-- Data in this exercise follows --

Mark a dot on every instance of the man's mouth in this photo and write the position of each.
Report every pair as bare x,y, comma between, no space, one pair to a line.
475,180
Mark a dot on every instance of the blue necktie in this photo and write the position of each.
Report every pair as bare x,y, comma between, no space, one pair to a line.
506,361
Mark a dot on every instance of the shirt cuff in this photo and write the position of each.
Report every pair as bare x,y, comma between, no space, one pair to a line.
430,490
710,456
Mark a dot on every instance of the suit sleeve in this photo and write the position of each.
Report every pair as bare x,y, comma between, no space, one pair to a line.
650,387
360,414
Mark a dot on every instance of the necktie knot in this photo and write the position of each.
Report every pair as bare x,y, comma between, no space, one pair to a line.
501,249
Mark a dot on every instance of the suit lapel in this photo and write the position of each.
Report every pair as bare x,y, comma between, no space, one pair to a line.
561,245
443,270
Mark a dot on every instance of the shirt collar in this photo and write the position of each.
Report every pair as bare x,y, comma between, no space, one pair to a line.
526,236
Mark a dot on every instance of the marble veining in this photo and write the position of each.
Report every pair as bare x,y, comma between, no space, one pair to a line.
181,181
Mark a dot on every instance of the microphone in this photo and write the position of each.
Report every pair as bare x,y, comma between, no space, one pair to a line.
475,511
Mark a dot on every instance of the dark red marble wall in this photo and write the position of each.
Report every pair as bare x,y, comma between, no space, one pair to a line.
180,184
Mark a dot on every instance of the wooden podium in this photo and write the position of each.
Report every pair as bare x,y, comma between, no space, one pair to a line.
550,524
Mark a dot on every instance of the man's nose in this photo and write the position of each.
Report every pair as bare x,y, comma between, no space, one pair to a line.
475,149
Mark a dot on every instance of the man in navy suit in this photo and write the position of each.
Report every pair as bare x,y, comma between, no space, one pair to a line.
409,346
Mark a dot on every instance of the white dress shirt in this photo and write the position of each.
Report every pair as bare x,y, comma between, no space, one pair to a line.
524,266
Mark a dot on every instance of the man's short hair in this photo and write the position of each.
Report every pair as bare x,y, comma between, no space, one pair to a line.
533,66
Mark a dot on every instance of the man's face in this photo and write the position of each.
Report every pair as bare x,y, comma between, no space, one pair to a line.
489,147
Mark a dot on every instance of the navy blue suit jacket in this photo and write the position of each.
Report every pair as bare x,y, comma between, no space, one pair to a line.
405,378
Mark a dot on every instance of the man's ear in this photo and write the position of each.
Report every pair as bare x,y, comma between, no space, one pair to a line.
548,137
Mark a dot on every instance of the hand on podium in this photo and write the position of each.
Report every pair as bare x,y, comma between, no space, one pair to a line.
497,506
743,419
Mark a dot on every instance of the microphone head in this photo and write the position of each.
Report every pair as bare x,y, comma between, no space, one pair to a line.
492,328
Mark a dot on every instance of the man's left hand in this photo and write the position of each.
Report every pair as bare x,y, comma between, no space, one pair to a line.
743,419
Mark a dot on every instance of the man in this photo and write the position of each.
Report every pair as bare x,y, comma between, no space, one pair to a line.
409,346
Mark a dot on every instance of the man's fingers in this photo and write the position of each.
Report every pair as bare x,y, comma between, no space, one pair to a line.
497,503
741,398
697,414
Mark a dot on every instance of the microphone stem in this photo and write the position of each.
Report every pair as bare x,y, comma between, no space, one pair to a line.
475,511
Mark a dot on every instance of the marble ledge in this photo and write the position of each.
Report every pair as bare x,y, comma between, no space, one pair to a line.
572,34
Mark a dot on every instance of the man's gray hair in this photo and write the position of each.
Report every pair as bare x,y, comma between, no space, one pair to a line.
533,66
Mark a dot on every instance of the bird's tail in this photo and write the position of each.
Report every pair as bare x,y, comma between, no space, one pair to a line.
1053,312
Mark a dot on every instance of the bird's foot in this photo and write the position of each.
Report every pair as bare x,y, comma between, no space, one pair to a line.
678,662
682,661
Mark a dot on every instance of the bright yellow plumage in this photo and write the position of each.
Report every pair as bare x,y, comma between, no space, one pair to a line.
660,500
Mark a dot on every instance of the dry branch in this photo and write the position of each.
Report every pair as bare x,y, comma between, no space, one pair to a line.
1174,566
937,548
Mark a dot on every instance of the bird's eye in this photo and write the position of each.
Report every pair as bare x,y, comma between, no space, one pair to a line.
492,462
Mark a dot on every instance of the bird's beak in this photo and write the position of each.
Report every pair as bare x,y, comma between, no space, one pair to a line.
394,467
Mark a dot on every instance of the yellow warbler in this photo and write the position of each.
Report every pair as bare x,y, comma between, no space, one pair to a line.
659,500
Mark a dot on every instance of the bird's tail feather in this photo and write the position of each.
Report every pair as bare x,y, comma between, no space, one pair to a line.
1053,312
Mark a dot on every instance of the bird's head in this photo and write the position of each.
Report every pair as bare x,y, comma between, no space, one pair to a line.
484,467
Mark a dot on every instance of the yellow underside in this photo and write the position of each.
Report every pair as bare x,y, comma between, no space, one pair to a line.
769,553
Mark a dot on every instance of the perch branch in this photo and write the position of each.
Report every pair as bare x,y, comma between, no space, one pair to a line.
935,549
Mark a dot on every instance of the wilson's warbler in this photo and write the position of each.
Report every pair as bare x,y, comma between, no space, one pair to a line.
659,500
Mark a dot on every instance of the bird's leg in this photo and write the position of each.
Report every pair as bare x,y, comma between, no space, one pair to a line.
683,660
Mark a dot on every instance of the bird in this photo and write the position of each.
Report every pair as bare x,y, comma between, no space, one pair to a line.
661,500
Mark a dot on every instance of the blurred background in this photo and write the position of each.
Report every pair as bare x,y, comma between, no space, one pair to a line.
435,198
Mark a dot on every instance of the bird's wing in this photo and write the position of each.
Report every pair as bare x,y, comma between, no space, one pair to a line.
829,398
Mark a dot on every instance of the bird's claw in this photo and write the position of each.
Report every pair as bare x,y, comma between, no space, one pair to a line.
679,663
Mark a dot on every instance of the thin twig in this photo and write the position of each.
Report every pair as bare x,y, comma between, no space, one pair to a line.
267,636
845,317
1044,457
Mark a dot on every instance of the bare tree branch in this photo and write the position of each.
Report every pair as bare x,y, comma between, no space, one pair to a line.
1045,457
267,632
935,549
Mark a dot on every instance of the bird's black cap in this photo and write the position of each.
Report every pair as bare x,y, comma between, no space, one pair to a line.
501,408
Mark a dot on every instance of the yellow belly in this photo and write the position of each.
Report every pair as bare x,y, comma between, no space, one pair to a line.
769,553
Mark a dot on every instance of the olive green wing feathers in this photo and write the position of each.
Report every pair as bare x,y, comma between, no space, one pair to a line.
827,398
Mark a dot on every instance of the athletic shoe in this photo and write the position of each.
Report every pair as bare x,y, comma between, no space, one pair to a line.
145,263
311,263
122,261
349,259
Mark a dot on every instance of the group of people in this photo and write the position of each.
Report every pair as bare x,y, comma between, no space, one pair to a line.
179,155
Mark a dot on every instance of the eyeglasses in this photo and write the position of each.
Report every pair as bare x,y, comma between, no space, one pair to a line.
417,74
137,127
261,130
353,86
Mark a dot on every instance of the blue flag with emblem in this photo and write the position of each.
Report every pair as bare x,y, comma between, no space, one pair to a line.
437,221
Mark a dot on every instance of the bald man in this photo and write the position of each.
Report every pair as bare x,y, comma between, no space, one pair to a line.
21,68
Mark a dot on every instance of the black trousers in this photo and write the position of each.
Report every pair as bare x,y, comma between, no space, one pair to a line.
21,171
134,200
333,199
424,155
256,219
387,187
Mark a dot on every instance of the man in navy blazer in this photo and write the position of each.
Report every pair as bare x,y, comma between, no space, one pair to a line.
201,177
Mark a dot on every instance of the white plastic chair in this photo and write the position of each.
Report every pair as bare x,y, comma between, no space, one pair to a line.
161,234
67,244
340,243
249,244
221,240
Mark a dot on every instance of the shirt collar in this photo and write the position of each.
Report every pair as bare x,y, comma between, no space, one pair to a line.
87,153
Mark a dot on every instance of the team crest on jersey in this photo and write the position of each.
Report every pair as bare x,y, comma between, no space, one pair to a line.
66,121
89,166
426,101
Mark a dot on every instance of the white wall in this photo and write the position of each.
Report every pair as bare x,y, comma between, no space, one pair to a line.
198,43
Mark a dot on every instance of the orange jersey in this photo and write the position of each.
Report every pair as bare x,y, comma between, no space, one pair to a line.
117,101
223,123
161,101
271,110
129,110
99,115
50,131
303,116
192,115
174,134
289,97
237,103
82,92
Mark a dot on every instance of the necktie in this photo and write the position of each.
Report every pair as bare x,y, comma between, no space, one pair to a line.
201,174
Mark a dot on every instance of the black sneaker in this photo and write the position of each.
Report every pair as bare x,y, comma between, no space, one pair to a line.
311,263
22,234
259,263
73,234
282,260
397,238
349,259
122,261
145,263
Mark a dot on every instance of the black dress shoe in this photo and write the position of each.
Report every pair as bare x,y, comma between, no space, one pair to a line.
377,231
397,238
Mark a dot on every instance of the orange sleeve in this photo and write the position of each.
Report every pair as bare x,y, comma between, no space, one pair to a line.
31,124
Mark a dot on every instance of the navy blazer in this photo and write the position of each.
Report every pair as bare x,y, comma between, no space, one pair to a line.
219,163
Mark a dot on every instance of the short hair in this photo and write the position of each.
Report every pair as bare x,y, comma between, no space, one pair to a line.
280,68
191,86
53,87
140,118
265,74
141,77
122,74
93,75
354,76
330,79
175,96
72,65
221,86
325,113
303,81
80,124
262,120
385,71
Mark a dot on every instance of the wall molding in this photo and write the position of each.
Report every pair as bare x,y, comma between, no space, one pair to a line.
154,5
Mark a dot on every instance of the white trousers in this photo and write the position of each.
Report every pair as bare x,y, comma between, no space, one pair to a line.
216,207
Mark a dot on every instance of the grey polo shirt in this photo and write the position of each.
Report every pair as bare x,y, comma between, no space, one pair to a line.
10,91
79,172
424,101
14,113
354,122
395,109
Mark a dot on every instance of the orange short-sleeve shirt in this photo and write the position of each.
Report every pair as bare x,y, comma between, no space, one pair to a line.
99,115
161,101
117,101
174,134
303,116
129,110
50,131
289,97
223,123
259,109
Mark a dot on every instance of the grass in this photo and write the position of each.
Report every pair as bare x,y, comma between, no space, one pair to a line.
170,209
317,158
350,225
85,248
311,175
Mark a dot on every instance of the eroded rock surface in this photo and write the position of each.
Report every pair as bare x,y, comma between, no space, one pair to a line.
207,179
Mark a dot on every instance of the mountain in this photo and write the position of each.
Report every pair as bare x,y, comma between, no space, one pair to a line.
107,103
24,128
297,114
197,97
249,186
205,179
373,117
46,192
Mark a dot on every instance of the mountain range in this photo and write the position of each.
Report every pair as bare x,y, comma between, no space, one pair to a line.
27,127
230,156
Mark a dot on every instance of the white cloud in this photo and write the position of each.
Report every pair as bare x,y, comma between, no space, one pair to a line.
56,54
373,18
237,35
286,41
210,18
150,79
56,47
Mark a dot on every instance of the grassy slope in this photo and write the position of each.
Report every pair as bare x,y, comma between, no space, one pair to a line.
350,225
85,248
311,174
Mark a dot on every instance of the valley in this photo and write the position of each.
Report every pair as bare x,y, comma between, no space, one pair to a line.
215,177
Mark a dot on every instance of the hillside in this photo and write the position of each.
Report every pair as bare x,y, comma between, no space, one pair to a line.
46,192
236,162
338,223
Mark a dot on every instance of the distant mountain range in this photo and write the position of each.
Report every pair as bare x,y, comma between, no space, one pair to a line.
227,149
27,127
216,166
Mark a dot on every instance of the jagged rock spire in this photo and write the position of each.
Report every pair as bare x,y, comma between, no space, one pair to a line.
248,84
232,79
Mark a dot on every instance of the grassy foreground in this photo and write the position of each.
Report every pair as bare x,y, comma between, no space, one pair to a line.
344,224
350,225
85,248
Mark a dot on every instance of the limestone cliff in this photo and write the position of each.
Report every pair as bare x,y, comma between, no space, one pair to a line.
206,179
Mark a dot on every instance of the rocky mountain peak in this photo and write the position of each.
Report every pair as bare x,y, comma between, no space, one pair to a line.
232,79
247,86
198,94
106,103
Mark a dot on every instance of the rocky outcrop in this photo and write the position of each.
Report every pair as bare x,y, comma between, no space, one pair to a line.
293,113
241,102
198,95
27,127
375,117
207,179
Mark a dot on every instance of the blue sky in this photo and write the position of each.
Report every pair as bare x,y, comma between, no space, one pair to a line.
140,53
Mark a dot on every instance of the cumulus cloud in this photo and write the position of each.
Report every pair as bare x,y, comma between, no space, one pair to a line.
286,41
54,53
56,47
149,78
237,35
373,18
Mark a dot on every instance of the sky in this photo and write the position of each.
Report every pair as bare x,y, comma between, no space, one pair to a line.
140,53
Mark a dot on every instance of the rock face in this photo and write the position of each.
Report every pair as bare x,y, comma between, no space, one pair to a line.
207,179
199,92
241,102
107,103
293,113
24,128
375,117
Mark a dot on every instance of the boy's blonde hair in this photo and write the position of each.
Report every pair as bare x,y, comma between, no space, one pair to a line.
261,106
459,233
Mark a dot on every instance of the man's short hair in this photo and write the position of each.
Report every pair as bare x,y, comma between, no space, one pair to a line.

-- Data in this exercise concluded --

**Work instructions**
Tally up how many lines in the preceding listing contain the word "blue". Give nothing but the number.

**The answer**
4